Город, в котором...

Это город, в котором не бывает чудес. Я сижу в Жан-Жаке на Цветном. Играет потрясающая живая музыка. Пианино. Самые проникновенные мелодии всех лет. Грустные. Я сижу пьяный. И жду чудес. Жду, когда зайдет Моне в обнимку с Ремарком, размахивающим бутылкой кальвадоса, или хотя бы просто девушка с одухотворенными лицом. Мне так не хватает Человека рядом...

Рядом за столиком сидит троица. Парень с макбуком и рыжей козьей бородкой ведет самопрезентацию для двух девиц. Его тембр скачет между деловым и развязным. А глазки – между монитором и глубоким декольте одной из собеседниц. За минуту я узнаю, что он один из лучших web-дизайнеров Москвы, усваиваю список мировых брендов, для которых он работал, и слышу заверения, что... сайт-визитку для их стартапа он - вместе с командой программистов - сделает за месяц. Девушки переглядываются и деловито-одобрительно кивают, остановив взгляды на Макбуке: человек с макбуком не может быть плохим дизайнером. Парень воодушевляется: достает из кармана и кладет на стол новый айфон...

Напротив сидит дама лет сорока с усталыми чертами лица. Украдкой поглядывает на меня с интересом и, видимо, уловив мое настроение, старается сделать задумчиво-проникновенный вид. Нижняя губа ее, вся в канавках, милым вареничком свисает вниз. Бархатистые глаза смотрят в никуда. Она на удивление схожа внешне с одной девушкой, в которую я был влюблен. Пианист играет романтическую мелодию из Шербурских Зонтиков. И если бы не возраст дамы, я бы уже начал выпадать из реальности. У нее звонит мобильный, она меняется в лице:
- Привет, дорогая, да, набирала тебе, давай через полчасика пересечемся. Океюшки, дорогая, - бодро тараторит она. - Да, я с ней переговорила по поводу дня рождения. Ну, надо всем вместе встретиться и еще раз все обсудить. Вопрос важный. - она умолкает и сосредоточенно слушает, сдвинув брови до вертикальной морщины и поджав губы. Впечатление такое, что речь идет о разрешении карибского кризиса. - Да, на уикенде поедем шопиться, не забудь, оставь себе окошко в расписании. Ну все, бай-бай, до встречи, целую.
Она искренне (а может, и не искренне) упивается своей рутиной. Так и не наведенные чары окончательно спадают. Теперь ясно, отчего устала ее мимика. Столько лет это терпеть, я вон за одну минуту устал.

_Исходные данные_:
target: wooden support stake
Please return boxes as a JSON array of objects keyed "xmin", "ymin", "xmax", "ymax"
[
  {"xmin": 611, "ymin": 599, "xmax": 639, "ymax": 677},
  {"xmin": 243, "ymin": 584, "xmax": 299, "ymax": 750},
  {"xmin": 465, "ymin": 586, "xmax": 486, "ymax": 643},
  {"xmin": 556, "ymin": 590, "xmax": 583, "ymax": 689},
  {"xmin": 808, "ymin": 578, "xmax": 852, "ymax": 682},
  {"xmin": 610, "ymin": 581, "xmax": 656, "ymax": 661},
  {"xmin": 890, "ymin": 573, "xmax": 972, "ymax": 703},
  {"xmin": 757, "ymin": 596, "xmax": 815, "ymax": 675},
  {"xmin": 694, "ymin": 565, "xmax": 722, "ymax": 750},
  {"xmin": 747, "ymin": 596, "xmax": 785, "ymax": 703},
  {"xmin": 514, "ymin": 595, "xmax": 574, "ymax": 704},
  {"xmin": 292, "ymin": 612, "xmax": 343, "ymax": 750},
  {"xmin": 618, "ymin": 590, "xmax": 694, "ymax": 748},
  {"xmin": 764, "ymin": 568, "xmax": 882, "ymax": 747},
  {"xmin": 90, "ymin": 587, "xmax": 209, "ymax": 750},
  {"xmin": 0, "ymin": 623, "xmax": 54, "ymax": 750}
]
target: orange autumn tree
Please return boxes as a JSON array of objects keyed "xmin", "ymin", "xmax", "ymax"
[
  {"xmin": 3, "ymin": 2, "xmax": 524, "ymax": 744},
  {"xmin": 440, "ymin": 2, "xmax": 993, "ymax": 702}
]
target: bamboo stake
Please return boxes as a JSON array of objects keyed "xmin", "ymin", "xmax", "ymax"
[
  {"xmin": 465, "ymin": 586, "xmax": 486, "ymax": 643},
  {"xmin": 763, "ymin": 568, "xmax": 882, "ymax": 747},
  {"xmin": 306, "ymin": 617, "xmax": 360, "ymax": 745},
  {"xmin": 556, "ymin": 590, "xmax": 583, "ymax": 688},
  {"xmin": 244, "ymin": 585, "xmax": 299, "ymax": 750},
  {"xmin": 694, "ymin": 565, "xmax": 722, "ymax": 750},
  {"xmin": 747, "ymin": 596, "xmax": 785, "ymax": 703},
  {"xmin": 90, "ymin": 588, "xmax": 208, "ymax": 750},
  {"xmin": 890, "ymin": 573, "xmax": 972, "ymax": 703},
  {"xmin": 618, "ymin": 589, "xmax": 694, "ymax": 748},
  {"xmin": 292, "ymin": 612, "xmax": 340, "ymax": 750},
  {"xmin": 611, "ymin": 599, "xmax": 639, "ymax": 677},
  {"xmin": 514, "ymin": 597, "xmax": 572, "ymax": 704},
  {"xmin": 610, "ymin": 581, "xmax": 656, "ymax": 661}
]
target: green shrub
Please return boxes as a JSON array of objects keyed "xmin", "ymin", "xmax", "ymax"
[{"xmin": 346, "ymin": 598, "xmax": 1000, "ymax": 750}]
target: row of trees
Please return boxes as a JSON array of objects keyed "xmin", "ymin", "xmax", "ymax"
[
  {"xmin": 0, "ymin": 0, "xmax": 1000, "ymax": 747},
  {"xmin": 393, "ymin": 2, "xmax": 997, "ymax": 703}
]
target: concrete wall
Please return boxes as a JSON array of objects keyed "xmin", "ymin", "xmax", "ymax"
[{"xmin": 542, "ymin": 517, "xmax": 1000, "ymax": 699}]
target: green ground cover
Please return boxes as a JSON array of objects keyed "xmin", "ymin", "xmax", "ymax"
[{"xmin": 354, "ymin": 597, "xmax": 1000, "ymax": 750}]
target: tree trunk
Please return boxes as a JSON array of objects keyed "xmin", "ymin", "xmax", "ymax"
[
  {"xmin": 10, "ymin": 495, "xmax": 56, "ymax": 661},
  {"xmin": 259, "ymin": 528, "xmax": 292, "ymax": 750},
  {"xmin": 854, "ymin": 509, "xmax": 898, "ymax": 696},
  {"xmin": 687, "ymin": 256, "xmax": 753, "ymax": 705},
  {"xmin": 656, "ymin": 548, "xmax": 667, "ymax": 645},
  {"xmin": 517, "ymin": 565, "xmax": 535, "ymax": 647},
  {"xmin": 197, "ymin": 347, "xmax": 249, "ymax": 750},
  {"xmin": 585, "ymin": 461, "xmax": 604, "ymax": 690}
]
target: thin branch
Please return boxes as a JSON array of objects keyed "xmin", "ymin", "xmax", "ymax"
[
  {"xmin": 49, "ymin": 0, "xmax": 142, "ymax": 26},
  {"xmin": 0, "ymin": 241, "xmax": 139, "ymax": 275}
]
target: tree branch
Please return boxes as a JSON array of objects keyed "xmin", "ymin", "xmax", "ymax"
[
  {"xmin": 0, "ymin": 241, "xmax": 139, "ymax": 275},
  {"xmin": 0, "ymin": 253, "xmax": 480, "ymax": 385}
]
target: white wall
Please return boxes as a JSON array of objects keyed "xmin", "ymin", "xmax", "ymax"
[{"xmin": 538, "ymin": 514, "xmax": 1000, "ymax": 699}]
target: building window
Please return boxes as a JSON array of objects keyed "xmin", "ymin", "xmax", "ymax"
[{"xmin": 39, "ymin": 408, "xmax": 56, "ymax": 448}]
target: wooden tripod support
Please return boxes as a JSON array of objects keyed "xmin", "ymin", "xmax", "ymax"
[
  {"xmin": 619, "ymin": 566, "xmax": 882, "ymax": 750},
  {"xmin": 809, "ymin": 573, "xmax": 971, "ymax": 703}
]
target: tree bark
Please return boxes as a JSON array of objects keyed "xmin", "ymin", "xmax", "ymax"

_Ваша задача_: За какой срок парень с макбуком обещает сделать сайт-визитку для стартапа в тексте «Город, в котором...»?

_Письменный ответ_: За месяц, вместе с командой программистов.